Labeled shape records
>> BEGIN

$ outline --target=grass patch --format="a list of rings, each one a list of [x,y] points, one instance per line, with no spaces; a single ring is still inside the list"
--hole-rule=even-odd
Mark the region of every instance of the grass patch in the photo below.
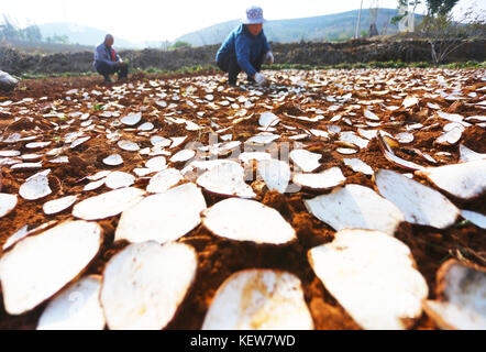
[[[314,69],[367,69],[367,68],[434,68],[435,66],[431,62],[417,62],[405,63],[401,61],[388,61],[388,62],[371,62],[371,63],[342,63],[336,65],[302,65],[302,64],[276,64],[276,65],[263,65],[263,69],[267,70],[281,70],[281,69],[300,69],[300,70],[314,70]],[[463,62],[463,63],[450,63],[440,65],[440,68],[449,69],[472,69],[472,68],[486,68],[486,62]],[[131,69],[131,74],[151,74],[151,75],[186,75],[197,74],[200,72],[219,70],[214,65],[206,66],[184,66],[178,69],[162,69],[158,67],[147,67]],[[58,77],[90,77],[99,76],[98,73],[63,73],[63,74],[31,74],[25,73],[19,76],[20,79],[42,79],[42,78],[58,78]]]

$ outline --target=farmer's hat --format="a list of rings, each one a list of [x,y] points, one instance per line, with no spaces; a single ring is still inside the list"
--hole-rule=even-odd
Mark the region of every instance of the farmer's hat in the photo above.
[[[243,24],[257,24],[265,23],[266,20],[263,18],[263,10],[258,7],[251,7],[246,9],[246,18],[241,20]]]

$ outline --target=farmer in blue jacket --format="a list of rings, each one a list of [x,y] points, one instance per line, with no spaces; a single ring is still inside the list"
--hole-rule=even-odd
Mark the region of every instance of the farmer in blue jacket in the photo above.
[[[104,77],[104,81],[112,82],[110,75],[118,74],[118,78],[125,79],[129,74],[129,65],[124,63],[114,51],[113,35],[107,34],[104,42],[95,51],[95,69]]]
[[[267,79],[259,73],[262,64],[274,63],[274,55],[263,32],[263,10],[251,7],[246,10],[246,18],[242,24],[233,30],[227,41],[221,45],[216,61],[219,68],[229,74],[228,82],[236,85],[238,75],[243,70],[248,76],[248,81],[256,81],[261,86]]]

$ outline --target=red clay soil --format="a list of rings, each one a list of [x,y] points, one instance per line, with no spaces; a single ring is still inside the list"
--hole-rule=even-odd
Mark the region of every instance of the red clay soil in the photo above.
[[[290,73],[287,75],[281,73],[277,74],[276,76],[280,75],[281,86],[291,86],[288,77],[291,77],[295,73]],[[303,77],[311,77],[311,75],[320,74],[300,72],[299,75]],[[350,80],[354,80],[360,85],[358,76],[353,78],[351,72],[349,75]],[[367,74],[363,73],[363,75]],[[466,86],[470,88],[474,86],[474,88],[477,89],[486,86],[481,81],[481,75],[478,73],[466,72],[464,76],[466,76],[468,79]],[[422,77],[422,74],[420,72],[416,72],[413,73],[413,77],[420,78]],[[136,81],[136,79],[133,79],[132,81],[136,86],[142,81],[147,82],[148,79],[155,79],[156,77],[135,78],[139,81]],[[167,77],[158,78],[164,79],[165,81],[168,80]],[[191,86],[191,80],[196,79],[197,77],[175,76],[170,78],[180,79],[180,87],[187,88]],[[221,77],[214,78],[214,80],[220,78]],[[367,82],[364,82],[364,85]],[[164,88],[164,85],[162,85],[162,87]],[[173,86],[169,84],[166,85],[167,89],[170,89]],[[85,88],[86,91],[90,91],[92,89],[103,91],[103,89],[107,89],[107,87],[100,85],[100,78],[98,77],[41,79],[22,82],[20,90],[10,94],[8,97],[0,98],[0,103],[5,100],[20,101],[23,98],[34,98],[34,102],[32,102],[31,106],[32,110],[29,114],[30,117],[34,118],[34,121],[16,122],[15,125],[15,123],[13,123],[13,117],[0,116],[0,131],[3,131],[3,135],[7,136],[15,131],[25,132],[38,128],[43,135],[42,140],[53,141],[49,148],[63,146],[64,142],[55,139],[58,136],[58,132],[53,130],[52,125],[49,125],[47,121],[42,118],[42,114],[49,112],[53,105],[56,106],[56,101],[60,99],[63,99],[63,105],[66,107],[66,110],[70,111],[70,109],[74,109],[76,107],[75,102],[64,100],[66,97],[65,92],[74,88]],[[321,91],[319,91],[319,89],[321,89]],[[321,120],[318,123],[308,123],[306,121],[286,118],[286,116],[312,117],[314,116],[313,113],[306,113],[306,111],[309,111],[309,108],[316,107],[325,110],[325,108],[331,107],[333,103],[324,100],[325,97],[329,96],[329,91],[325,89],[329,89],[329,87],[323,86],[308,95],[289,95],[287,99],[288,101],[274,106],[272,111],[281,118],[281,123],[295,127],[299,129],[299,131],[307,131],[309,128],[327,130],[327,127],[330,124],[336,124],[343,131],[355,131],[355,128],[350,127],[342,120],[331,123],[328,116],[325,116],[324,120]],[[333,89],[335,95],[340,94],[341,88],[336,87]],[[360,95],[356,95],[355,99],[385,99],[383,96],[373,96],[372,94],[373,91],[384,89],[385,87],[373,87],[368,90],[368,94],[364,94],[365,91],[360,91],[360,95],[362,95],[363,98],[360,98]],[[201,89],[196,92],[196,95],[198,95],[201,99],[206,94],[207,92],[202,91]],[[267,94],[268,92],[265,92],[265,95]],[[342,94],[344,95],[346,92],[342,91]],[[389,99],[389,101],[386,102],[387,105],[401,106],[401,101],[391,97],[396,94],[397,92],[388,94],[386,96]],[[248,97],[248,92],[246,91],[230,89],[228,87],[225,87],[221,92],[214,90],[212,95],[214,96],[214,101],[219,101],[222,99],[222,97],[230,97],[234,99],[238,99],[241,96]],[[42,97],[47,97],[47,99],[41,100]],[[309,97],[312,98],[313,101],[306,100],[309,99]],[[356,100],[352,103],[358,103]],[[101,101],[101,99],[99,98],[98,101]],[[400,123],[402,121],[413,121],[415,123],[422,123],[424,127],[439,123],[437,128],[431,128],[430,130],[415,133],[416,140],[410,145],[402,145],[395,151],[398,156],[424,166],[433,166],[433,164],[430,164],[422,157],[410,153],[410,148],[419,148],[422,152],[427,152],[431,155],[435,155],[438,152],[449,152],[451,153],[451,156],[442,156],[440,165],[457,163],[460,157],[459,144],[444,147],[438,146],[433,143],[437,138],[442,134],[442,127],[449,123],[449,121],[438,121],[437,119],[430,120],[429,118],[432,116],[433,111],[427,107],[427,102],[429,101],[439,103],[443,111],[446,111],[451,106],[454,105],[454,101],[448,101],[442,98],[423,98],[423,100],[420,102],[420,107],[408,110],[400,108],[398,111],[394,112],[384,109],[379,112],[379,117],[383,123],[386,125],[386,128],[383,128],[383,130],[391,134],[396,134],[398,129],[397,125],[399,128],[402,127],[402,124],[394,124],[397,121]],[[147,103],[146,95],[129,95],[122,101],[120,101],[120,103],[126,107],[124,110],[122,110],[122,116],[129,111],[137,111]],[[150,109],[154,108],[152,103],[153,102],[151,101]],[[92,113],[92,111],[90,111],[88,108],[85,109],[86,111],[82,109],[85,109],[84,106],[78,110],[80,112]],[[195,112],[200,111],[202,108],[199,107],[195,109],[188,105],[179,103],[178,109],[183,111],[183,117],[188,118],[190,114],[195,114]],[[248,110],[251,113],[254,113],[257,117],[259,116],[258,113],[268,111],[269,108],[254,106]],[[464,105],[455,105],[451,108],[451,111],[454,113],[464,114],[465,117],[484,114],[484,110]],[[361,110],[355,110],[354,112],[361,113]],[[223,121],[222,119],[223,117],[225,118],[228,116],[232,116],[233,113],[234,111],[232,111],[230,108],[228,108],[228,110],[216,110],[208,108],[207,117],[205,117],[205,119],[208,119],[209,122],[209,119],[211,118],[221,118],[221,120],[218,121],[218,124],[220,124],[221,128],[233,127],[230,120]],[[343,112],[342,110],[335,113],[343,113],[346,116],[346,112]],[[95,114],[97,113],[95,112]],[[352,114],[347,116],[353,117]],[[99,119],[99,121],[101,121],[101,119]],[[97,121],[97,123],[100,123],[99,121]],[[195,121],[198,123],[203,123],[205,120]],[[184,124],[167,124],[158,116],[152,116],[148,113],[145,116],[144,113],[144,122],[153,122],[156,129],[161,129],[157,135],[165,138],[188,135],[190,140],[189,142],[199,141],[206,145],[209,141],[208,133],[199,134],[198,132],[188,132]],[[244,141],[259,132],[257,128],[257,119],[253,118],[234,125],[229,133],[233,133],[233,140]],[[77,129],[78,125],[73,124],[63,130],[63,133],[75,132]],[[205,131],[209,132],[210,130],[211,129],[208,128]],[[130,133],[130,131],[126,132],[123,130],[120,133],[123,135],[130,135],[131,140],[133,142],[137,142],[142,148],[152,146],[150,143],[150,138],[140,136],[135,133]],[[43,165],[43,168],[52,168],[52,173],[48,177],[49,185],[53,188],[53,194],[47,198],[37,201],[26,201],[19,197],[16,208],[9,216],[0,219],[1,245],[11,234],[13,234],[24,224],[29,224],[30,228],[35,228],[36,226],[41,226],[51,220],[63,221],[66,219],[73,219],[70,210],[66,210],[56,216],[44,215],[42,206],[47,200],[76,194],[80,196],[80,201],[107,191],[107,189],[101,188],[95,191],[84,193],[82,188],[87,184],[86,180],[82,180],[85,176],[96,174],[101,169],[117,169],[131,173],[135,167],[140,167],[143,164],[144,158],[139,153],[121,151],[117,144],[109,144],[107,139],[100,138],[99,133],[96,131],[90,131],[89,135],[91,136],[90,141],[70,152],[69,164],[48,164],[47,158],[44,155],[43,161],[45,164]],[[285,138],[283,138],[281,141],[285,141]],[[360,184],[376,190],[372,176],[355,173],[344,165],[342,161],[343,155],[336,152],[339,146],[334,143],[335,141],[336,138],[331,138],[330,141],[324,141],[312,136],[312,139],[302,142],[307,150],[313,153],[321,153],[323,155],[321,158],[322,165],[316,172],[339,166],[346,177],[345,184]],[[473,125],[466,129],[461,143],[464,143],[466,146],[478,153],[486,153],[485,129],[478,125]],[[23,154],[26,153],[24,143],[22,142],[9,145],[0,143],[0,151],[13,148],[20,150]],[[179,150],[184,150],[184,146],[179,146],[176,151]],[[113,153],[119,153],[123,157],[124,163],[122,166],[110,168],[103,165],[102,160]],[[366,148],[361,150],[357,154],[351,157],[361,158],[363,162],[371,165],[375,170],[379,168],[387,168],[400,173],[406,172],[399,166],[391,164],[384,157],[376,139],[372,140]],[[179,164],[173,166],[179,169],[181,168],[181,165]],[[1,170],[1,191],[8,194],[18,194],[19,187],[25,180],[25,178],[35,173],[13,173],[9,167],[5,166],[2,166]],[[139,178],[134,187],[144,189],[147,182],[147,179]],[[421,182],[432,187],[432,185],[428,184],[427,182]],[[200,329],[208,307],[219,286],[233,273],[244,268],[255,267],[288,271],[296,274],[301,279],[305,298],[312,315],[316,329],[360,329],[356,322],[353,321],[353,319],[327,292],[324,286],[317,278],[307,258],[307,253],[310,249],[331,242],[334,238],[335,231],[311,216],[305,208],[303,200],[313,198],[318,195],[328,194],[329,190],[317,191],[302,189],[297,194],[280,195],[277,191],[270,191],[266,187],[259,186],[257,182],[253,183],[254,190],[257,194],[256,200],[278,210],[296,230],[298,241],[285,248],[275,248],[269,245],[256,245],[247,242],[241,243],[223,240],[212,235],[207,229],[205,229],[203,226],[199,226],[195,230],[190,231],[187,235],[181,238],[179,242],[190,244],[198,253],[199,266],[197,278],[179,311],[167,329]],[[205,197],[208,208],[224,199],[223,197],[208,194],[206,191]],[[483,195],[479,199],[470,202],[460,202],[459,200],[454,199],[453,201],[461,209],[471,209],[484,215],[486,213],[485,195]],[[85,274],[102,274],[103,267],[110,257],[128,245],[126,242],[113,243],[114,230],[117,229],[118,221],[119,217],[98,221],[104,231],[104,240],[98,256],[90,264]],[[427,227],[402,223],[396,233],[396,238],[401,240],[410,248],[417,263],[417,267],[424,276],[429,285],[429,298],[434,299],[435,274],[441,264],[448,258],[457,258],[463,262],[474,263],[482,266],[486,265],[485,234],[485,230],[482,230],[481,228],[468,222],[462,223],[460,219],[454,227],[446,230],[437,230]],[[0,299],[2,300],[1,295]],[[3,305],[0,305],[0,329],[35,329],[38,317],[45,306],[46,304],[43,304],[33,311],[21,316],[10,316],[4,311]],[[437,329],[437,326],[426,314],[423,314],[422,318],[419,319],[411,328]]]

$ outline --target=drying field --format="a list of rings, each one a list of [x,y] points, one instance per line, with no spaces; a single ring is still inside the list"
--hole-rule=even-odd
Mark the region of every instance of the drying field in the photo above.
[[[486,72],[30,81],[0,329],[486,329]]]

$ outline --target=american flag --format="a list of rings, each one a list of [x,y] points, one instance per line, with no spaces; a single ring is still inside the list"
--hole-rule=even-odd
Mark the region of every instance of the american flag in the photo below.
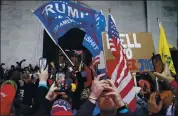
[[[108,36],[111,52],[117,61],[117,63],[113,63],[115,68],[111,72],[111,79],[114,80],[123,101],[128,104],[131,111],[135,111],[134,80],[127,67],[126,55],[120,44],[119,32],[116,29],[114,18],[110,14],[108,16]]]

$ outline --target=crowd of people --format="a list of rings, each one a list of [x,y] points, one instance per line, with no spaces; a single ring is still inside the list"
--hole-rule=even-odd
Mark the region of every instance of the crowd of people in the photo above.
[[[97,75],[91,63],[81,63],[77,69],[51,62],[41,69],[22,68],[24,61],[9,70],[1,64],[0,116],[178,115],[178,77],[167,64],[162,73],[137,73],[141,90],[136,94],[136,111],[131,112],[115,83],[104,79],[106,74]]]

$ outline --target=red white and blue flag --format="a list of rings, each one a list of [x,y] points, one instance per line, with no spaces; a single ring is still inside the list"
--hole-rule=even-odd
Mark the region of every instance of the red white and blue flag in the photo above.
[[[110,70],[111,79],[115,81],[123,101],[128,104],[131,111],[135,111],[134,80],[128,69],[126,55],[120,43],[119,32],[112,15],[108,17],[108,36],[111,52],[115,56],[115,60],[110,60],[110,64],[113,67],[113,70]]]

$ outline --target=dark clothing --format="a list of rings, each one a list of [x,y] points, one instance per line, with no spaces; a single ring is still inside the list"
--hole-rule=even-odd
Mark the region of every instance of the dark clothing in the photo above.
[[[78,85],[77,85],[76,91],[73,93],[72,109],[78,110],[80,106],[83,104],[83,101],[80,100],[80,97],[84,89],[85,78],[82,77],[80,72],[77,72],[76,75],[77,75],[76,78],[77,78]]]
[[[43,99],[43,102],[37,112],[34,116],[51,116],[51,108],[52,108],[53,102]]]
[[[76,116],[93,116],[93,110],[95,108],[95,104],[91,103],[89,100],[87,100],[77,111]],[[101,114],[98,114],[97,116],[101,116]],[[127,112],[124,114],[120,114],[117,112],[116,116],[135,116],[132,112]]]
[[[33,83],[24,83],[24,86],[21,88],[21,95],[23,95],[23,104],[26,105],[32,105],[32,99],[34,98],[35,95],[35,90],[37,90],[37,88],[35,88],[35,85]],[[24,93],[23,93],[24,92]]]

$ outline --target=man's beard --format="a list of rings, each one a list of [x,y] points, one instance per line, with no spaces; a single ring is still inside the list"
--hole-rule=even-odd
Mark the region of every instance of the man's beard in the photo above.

>> END

WHAT IS EXPECTED: Copy the lines of the records above without any change, starting at the line that contains "outline --target=red white" and ending after the line that contains "Mark the region of every instance of the red white".

TASK RESPONSE:
$ outline --target=red white and blue flag --format="a list of rings, each one a list of [x,y] points, one instance per line, with no spaces; a single ring is still inside the list"
--hole-rule=even-odd
Mark the region of every instance of the red white and blue flag in the photo above.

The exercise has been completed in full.